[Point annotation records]
▬▬▬

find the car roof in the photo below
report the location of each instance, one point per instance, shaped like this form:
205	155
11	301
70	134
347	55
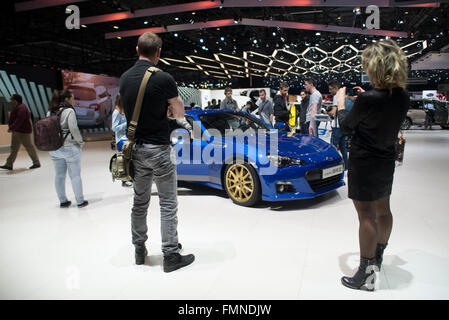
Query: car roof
202	112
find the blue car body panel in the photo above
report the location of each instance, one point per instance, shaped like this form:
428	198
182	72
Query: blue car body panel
317	154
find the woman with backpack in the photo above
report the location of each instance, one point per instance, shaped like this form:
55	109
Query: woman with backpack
67	157
119	126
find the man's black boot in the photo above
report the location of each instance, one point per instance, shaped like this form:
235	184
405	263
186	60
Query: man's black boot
175	261
365	277
141	253
380	254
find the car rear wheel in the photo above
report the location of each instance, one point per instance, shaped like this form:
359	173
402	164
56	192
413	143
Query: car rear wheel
242	184
406	124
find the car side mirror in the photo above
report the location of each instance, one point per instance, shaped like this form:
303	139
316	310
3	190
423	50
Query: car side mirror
180	134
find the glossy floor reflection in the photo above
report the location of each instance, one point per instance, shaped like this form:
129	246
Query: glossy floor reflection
291	250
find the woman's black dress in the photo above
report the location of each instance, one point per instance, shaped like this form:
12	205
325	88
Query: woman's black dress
375	121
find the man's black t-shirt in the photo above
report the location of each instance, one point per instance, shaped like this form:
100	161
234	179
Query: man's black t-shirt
152	126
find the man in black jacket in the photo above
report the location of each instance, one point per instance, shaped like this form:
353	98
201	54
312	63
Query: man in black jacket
281	111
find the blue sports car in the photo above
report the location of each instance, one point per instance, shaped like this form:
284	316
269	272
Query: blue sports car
250	160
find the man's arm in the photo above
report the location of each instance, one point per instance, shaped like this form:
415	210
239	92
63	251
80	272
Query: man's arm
175	108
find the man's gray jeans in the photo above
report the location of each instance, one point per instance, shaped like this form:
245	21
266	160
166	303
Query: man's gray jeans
154	161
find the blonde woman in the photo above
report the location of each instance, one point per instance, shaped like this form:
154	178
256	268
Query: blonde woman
375	121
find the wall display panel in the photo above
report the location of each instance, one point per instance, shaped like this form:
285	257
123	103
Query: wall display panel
32	83
94	98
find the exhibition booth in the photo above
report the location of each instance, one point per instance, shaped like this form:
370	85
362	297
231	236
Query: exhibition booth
265	207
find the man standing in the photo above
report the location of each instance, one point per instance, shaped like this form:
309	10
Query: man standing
314	107
303	111
338	140
228	102
20	125
266	111
281	111
152	151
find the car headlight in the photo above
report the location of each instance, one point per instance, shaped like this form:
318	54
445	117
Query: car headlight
283	162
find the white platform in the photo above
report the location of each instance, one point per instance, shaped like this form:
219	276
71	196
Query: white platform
296	250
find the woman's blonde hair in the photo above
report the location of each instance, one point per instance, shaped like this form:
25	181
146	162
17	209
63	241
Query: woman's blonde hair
386	65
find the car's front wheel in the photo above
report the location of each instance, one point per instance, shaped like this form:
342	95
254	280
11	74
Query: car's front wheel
241	183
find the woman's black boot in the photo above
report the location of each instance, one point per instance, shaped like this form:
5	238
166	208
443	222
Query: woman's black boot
380	254
365	277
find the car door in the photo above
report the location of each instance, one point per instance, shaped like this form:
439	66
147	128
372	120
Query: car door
191	167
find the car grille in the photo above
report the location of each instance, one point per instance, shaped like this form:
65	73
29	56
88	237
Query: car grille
316	183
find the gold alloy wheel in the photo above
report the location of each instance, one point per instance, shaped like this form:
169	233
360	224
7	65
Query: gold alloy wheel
239	182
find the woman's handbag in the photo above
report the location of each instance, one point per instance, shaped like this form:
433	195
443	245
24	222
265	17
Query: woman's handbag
400	146
120	164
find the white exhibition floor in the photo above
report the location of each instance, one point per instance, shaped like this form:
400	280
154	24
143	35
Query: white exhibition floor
296	250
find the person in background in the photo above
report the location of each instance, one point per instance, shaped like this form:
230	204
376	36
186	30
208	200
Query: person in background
266	110
281	111
119	126
430	112
153	155
303	111
314	107
214	105
228	102
338	140
376	118
68	157
19	124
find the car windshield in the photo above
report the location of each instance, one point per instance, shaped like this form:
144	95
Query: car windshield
232	123
83	93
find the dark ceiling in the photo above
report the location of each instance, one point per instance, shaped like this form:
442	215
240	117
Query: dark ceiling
39	37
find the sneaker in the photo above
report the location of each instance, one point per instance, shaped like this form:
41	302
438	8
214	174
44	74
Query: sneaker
82	205
65	204
175	261
140	254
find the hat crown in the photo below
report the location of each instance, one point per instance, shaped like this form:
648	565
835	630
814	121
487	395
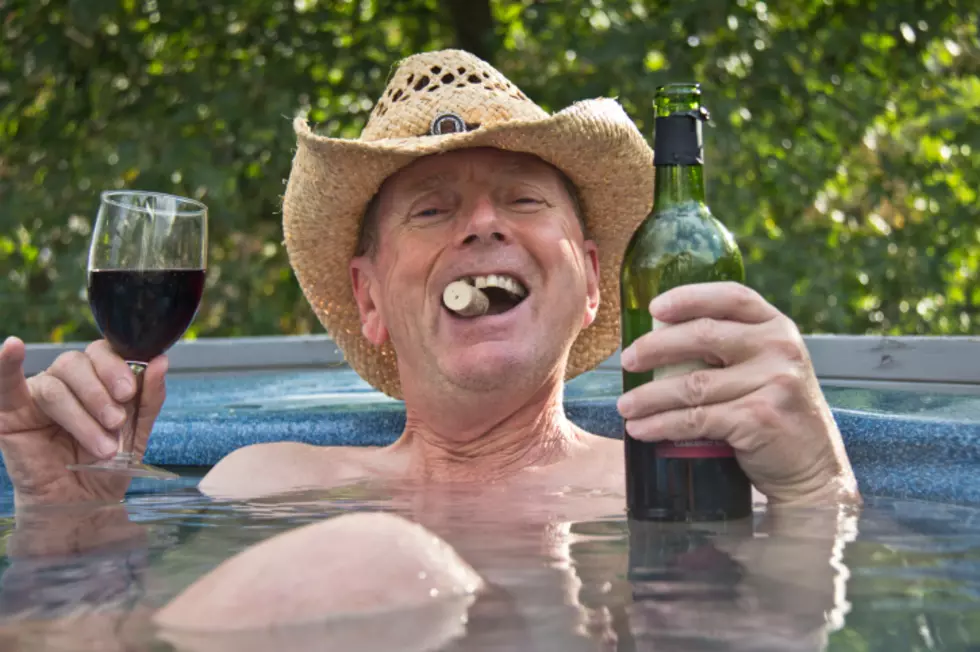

▬▬▬

-- Required task --
Pick out and copy every line in the rows above that contains the word "alloy".

-- Output of the exercise --
find the gold alloy wheel in the photo above
Query: gold alloy wheel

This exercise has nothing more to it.